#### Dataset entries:

==========

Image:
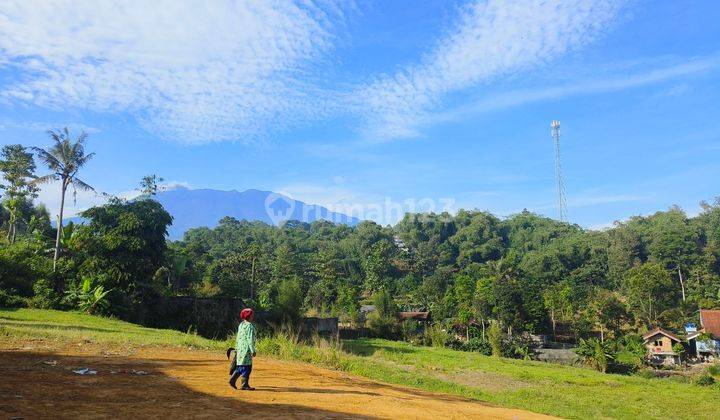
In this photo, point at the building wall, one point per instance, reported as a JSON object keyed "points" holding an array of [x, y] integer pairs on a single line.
{"points": [[659, 343]]}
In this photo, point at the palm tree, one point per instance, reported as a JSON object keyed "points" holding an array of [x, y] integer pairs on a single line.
{"points": [[64, 159]]}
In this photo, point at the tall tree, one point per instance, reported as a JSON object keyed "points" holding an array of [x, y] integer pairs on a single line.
{"points": [[649, 290], [18, 169], [150, 184], [65, 158]]}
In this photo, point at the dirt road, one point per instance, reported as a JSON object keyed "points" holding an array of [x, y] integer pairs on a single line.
{"points": [[37, 381]]}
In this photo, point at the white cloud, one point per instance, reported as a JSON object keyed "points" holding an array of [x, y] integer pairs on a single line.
{"points": [[585, 87], [49, 195], [190, 71], [493, 38]]}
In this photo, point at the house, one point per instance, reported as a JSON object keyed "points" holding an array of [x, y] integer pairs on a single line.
{"points": [[659, 344], [708, 348], [419, 316]]}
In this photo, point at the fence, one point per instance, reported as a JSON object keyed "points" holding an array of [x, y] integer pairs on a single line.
{"points": [[209, 317]]}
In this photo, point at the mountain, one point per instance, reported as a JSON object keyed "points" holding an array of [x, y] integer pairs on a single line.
{"points": [[192, 208]]}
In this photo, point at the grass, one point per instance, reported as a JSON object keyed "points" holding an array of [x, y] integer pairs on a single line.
{"points": [[75, 326], [564, 391]]}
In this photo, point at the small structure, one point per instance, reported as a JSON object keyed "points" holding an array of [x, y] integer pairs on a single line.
{"points": [[659, 344], [706, 341], [419, 316]]}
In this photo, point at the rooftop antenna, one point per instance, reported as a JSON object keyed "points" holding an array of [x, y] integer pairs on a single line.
{"points": [[561, 202]]}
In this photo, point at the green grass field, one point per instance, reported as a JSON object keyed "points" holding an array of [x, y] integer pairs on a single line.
{"points": [[545, 388], [73, 326]]}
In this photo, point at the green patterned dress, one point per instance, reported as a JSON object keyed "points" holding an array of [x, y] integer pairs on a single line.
{"points": [[245, 345]]}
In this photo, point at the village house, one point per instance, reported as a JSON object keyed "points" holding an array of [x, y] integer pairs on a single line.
{"points": [[708, 348], [659, 344]]}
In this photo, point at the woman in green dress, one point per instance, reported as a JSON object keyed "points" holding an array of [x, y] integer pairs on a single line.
{"points": [[244, 350]]}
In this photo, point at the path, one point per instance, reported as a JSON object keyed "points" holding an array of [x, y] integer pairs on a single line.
{"points": [[38, 382]]}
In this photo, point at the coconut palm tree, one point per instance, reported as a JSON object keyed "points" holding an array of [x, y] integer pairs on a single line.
{"points": [[64, 159]]}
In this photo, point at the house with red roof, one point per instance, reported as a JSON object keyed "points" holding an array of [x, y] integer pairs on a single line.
{"points": [[659, 343], [706, 341]]}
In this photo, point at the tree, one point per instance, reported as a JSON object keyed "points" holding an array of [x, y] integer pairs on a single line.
{"points": [[649, 290], [18, 169], [606, 311], [149, 184], [495, 337], [64, 159], [595, 353], [289, 300], [557, 300], [121, 248]]}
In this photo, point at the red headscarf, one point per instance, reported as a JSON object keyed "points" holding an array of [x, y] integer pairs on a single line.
{"points": [[246, 313]]}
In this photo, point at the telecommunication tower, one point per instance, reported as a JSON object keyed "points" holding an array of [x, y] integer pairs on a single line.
{"points": [[561, 202]]}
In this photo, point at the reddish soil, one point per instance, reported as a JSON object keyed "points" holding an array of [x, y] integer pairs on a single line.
{"points": [[37, 381]]}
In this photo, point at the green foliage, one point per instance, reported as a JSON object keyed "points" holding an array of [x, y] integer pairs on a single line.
{"points": [[437, 336], [46, 297], [18, 171], [289, 300], [382, 326], [649, 290], [595, 353], [122, 247], [89, 296], [495, 338], [679, 349], [9, 300], [705, 380], [714, 370]]}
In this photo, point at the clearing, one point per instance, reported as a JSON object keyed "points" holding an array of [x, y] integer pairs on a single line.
{"points": [[179, 375]]}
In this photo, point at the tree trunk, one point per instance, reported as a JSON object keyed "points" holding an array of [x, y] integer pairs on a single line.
{"points": [[11, 228], [252, 278], [682, 284], [59, 227]]}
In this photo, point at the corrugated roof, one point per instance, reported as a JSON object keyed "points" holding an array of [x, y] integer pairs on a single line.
{"points": [[657, 331], [710, 321], [420, 316]]}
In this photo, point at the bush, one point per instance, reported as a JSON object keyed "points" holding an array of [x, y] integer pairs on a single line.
{"points": [[438, 336], [714, 370], [382, 326], [477, 345], [595, 353], [10, 300], [495, 338], [45, 295], [705, 380]]}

==========

#### WHAT THE TASK ASKS:
Transcribe every entry word for word, but omit the pictures.

#### ANSWER TO THE PROBLEM:
Image:
In this photo, point at the building wall, one point per instance, reported as a JSON object keyed "points" holding an array of [x, y] integer pairs on a single line.
{"points": [[659, 343]]}
In this photo, point at the palm tree, one point per instance, reported as a JSON object keyed "points" holding an array of [x, y] integer pairs on a single line.
{"points": [[64, 159]]}
In this photo, point at the tall tree, one point per instance, reported as a JSON object keyed "points" holding an array of [x, y] integer pairs on a single line.
{"points": [[649, 290], [18, 169], [150, 184], [65, 158]]}
In this photo, point at the dirt road, one point per instance, reported as a JSON object keyed "points" holding an array of [x, y] integer pairs on a single line.
{"points": [[37, 381]]}
In this photo, point at the white cloud, one point per instance, reported as a JSON object keyed "points" holding an array of [x, y] integer pairs on a single line.
{"points": [[585, 87], [49, 195], [190, 71], [493, 38]]}
In this photo, point at the house, one point per instance, reported as a JSON object keyed "points" holding an array of [x, y] integer pairs on a single line.
{"points": [[659, 344], [708, 348], [419, 316]]}
In this photo, point at the fence, one point per instance, reported as a JSON object keyed "points" holding an array of [x, y] integer pairs on a single line.
{"points": [[209, 317]]}
In this photo, point at the mountain, one point per instance, reported as a JSON object keyed "points" holding an array of [x, y] integer pairs on a single line.
{"points": [[192, 208]]}
In this photo, point at the grass, one point per instance, reported as a JSON object keyed "points" holding an array of [x, y] integer pairs on a single line.
{"points": [[75, 326], [564, 391]]}
In this photo, point at the small structure, one point per instance, reported as a JSON object keyed "points" holding an array of [x, y] integer pairs on a single line.
{"points": [[659, 344], [706, 341], [419, 316]]}
In this photo, point at the rooftop antenna, one point per instance, reported as a JSON object keyed "points" holding an array of [x, y] integer pairs on a single line.
{"points": [[561, 202]]}
In this photo, point at the green grass field, one point per instance, reported as a JSON object keyed "points" holding an array of [x, y] integer pairs on a single line.
{"points": [[545, 388], [73, 326]]}
In this photo, point at the green patterned dress, one point per instance, reported as a JSON object keyed "points" holding an array of [x, y] integer pairs on a single line.
{"points": [[245, 345]]}
In this photo, point at the village house, one point per instance, reported as a JSON object keyed "points" holding an array of [x, y] integer pairs on a single line.
{"points": [[708, 348], [659, 344]]}
In this photo, point at the woman in green dress, one point per instance, reported as a JSON object keyed "points" holding an array of [x, y] integer pairs on a single line.
{"points": [[244, 350]]}
In this photo, point at the path, one point per instance, reported as a JSON object keyed "points" holding an array of [x, y] integer pairs on a single line.
{"points": [[38, 382]]}
In this photo, point at the coconut palm tree, one point per instance, reported as a JSON object keyed "points" holding an array of [x, y] integer pairs on a single line.
{"points": [[64, 159]]}
In this photo, point at the house with red roof, one point per instance, reported as a JSON object keyed "points" holding an array of [x, y] integer pairs on a single line.
{"points": [[659, 343], [706, 341]]}
In this photo, point at the tree, one point per instance, reported as a JSON object keyed "points" holding an array of [x, y] integer pairs on a single line.
{"points": [[649, 290], [18, 169], [606, 311], [149, 184], [495, 337], [64, 159], [595, 353], [289, 300], [557, 300], [121, 248]]}
In this photo, point at the red headscarf, one point per instance, reported as a JSON object keyed "points" holding an array of [x, y] integer pairs on a single line.
{"points": [[246, 313]]}
In this photo, point at the telecommunication tower, one point per instance, reported as a JSON object keyed "points" holding an array of [x, y] integer pairs on a single line.
{"points": [[561, 202]]}
In this photo, point at the reddish soil, one point per instance, reported as a JSON object keyed "points" holding an array of [x, y] integer pairs on a single line.
{"points": [[37, 381]]}
In this photo, point at the green foliage, one point per instance, reported as a JSON object keyed "points" holding an array of [x, y] integer pairs on a single line.
{"points": [[437, 336], [46, 297], [18, 171], [289, 300], [382, 326], [649, 290], [595, 353], [122, 247], [89, 296], [495, 338], [679, 349], [9, 300], [705, 380], [714, 370]]}
In this photo, point at the clearing, one point per instance, reported as a JSON object keyed "points" holding an array of [x, y] integer pairs on a single line.
{"points": [[179, 375]]}
In this photo, point at the tree trunk, one point per instance, reported as a JSON object keyed "points" holding an array of [x, y] integer pairs on a single line.
{"points": [[11, 228], [252, 278], [682, 284], [59, 227]]}
In this photo, point at the corrugated roof, one point per instance, reported as a JSON object keyed "points" holding an array of [x, y] integer pairs on a single line.
{"points": [[657, 331], [710, 321], [420, 316]]}
In this photo, point at the bush, one point per instance, reported as a JSON object keyed "points" holding an array of [x, y] integer pairs on a single line.
{"points": [[438, 336], [714, 370], [382, 326], [477, 345], [595, 353], [10, 300], [495, 338], [45, 295], [705, 380]]}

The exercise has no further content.